— Source excerpt —
- - -
Study of KIC 8561221 observed by Kepler: an early red giant showing depressed dipolar modes
Abstract
Context. The continuous high-precision photometric observations provided
by the CoRoT and Kepler space missions have allowed us to understand the
structure and dynamics of red giants better using asteroseismic techniques. A small
fraction of these stars show dipole modes with unexpectedly low amplitudes. The reduction
in amplitude is more pronounced for stars with a higher frequency of maximum power,
νmax.Aims. In this work we want to characterise KIC 8561221 in order to
confirm that it is currently the least evolved star among this peculiar subset and to
discuss several hypotheses that could help explain the reduction of the dipole mode
amplitudes.Methods. We used Kepler short- and long-cadence data
combined with spectroscopic observations to infer the stellar structure and dynamics of
KIC 8561221. We then discussed different scenarios that could contribute to reducing the
dipole amplitudes, such as a fast-rotating interior or the effect of a magnetic field on
the properties of the modes. We also performed a detailed study of the inertia and damping
of the modes.Results. We have been able to characterise 36 oscillations modes, in
particular, a few dipole modes above νmax that exhibit nearly normal
amplitudes. The frequencies of all the measured modes were used to determine the overall
properties and the internal structure of the star. We have inferred a surface rotation
period of ~91 days and
uncovered a variation in the surface magnetic activity during the last 4 years. The
analysis of the convective background did not reveal any difference compared to “normal”
- - -
[Dataset items]
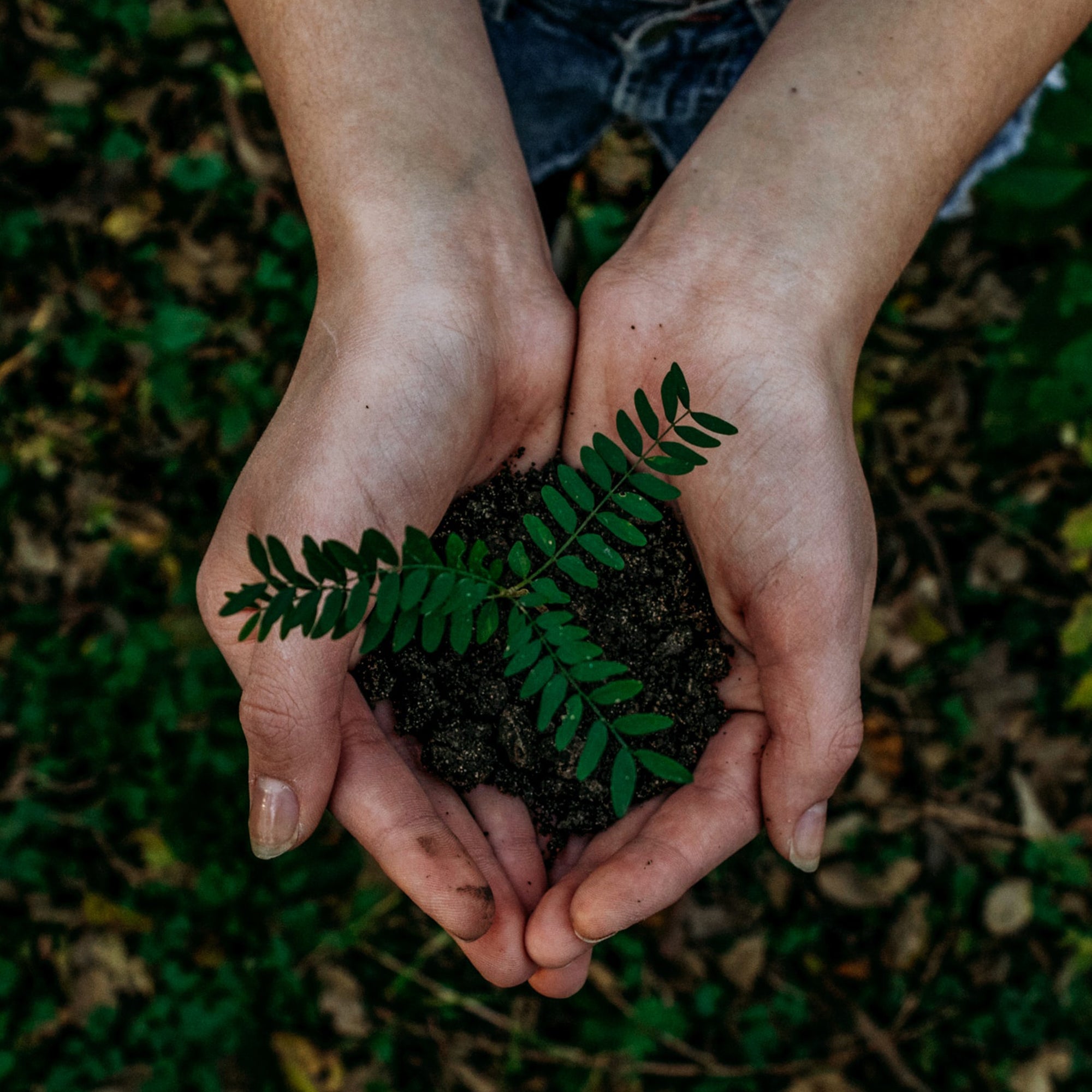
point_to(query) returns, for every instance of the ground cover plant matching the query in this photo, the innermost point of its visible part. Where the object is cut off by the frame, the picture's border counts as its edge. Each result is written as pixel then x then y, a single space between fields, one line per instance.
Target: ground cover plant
pixel 455 589
pixel 156 288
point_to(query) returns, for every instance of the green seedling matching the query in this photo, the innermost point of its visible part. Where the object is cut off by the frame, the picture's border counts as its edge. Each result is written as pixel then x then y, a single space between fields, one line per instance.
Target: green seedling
pixel 466 596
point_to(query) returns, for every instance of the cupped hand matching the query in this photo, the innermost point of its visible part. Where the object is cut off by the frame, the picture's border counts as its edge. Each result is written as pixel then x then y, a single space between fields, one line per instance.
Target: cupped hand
pixel 782 527
pixel 405 396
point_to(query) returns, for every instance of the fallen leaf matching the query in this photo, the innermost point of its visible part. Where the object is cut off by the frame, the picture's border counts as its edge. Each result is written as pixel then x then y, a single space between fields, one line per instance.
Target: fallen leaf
pixel 823 1083
pixel 744 962
pixel 846 885
pixel 1053 1063
pixel 1008 907
pixel 306 1069
pixel 1035 823
pixel 909 936
pixel 99 910
pixel 342 1000
pixel 98 970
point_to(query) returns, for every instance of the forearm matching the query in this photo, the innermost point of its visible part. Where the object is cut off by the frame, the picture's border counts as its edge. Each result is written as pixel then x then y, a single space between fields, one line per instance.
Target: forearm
pixel 397 127
pixel 816 180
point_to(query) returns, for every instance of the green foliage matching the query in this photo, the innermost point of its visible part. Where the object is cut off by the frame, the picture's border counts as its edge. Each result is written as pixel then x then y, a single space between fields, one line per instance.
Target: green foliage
pixel 419 596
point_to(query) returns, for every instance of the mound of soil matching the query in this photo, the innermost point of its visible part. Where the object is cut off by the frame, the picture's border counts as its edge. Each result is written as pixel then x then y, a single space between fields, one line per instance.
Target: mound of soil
pixel 656 616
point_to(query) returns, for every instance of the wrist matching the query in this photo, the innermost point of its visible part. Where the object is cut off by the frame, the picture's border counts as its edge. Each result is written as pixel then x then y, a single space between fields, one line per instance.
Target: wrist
pixel 711 300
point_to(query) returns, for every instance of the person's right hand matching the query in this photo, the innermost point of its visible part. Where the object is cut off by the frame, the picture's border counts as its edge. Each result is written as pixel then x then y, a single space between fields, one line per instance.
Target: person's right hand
pixel 408 393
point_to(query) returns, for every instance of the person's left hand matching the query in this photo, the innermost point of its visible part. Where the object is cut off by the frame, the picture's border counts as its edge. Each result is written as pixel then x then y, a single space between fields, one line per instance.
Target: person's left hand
pixel 782 526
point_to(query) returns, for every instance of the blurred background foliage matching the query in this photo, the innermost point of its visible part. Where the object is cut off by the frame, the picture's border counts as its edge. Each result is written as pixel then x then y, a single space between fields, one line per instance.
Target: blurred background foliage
pixel 157 286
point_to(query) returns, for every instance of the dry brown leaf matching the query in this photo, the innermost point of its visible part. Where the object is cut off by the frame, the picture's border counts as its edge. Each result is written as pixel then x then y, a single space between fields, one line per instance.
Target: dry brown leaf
pixel 882 750
pixel 306 1069
pixel 342 1000
pixel 98 970
pixel 998 565
pixel 1035 822
pixel 823 1083
pixel 846 885
pixel 1008 907
pixel 909 936
pixel 744 962
pixel 841 830
pixel 1053 1063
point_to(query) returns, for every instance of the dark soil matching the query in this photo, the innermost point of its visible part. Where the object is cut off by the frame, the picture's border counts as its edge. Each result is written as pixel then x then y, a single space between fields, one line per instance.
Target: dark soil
pixel 474 729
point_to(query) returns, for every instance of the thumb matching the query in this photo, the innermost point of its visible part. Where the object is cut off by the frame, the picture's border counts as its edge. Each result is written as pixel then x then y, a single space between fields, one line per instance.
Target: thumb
pixel 291 717
pixel 808 648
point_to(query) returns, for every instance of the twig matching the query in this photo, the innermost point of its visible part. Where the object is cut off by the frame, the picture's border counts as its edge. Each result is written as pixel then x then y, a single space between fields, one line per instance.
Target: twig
pixel 882 1043
pixel 704 1065
pixel 919 519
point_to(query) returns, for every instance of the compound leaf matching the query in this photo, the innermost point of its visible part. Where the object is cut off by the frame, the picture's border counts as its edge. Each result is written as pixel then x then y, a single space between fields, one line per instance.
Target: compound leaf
- - -
— Your instructions —
Write what comes next in the abstract about the red giant KIC 8561221. None of the entries are needed.

— Response to this task —
red giants. As expected, the internal regions of the star probed by the ℓ = 2 and 3 modes spin 4 to
8 times faster than the surface.Conclusions. With our grid of standard models we are able to properly
fit the observed frequencies. Our model calculation of mode inertia and damping give no
explanation for the depressed dipole modes. A fast-rotating core is also ruled out as a
possible explanation. Finally, we do not have any observational evidence of a strong deep
magnetic field inside the star.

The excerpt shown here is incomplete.